[Boundary annotation data]
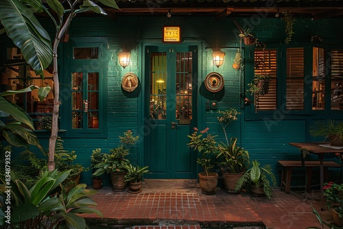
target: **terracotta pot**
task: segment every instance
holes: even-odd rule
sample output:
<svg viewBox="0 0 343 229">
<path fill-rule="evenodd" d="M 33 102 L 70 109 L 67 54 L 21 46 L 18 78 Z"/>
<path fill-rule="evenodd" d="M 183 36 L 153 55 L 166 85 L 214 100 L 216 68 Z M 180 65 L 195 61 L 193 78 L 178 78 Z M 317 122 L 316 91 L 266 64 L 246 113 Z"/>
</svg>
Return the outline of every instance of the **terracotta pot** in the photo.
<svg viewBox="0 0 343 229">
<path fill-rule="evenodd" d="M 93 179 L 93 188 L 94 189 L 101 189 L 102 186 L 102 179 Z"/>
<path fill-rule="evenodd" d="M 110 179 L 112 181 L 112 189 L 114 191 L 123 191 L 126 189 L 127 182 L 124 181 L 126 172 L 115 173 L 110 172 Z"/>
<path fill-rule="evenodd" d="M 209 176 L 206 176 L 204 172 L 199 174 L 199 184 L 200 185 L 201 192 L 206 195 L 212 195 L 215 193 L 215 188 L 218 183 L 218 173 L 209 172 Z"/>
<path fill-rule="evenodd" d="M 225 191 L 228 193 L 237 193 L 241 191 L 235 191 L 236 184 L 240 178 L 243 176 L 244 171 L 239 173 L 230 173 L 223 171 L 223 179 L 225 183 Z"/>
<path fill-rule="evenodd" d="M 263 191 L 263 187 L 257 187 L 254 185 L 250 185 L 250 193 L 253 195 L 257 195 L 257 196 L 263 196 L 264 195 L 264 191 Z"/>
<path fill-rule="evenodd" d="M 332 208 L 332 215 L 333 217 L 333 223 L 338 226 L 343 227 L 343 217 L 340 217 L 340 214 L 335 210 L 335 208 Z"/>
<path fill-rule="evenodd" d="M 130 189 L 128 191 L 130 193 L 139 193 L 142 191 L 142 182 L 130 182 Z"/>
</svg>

▸ Given task: Copy everything from the start of the data above down to the line containing "225 191 L 228", and leave out the pictures.

▸ Correct output:
target: **terracotta pot**
task: segment every instance
holes: even-odd rule
sample output:
<svg viewBox="0 0 343 229">
<path fill-rule="evenodd" d="M 33 102 L 70 109 L 67 54 L 21 46 L 18 78 Z"/>
<path fill-rule="evenodd" d="M 183 36 L 153 55 L 166 85 L 214 100 L 216 68 Z M 180 65 L 195 61 L 193 78 L 178 78 Z M 317 122 L 316 91 L 266 64 L 246 113 Z"/>
</svg>
Return the outline of every instance of the **terracotta pot** in the photo.
<svg viewBox="0 0 343 229">
<path fill-rule="evenodd" d="M 93 179 L 93 188 L 94 189 L 101 189 L 102 186 L 102 179 Z"/>
<path fill-rule="evenodd" d="M 110 179 L 112 181 L 112 189 L 114 191 L 123 191 L 126 189 L 127 182 L 124 181 L 126 172 L 115 173 L 110 172 Z"/>
<path fill-rule="evenodd" d="M 209 176 L 206 176 L 204 172 L 199 174 L 199 184 L 200 185 L 201 192 L 206 195 L 212 195 L 215 193 L 215 188 L 218 183 L 218 173 L 209 172 Z"/>
<path fill-rule="evenodd" d="M 225 191 L 228 193 L 237 193 L 241 191 L 235 191 L 236 184 L 240 178 L 243 176 L 244 171 L 239 173 L 230 173 L 223 171 L 223 179 L 225 183 Z"/>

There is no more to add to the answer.